## TASK REQUIREMENTS
Your answer must hold only the lines below from the line containing "box: [328, 81, 351, 160]" through the line containing "positive clicks: (345, 84)", each reproduced exactly.

## Entries taken from a collection
########

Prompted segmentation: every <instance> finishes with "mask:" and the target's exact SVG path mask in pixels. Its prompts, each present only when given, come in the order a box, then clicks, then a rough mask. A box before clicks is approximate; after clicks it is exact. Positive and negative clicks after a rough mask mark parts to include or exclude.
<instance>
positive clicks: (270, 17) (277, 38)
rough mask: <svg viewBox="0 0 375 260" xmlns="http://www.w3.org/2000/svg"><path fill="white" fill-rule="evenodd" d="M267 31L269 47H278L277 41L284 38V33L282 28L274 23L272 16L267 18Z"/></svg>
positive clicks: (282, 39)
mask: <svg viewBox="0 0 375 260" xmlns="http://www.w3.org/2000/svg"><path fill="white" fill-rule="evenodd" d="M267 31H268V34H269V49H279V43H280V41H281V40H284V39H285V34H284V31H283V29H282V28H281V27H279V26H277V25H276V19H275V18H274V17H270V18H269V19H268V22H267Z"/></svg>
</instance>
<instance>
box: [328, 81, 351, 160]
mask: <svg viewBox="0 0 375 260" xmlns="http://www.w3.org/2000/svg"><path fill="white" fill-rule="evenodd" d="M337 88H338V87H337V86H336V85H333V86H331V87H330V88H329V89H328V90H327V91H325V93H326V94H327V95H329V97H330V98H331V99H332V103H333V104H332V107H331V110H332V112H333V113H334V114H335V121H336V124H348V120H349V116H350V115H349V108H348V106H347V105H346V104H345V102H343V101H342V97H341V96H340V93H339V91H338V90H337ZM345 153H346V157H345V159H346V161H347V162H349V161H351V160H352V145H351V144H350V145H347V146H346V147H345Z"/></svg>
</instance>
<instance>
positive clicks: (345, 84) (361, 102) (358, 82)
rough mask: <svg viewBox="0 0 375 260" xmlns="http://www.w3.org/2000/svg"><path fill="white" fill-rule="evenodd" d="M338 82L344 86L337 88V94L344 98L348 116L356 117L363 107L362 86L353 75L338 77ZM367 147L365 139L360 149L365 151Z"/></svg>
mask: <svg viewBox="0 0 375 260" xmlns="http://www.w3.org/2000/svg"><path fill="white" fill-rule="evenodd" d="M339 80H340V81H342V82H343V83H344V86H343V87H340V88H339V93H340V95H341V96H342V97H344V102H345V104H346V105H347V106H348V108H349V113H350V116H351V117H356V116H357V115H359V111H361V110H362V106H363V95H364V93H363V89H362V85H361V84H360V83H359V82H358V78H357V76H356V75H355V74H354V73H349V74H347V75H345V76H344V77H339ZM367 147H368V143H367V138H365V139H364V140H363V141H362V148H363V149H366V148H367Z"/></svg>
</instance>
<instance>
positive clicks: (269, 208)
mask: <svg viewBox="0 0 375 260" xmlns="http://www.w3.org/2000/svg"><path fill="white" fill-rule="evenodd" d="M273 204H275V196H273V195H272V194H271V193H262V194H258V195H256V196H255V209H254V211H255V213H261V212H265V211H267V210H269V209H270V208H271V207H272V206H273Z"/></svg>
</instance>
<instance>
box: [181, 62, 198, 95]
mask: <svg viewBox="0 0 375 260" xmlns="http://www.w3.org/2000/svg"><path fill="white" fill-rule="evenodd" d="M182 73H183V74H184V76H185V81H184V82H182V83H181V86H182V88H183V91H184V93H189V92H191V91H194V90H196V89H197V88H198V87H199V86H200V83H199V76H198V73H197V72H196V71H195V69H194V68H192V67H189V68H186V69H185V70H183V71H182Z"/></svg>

########

## SOLUTION
box: [328, 81, 351, 160]
mask: <svg viewBox="0 0 375 260" xmlns="http://www.w3.org/2000/svg"><path fill="white" fill-rule="evenodd" d="M337 88H338V87H337V86H336V85H333V86H331V87H330V88H329V89H328V90H327V91H325V93H326V94H327V95H329V97H330V98H331V99H332V103H333V104H332V107H331V110H332V112H333V113H334V114H335V121H336V124H348V120H349V116H350V115H349V108H348V106H347V105H346V104H345V102H343V101H342V97H341V96H340V93H339V91H338V90H337ZM345 153H346V157H345V159H346V161H347V162H349V161H351V160H352V145H351V144H350V145H347V146H346V147H345Z"/></svg>
</instance>
<instance>
positive clicks: (345, 84) (361, 102) (358, 82)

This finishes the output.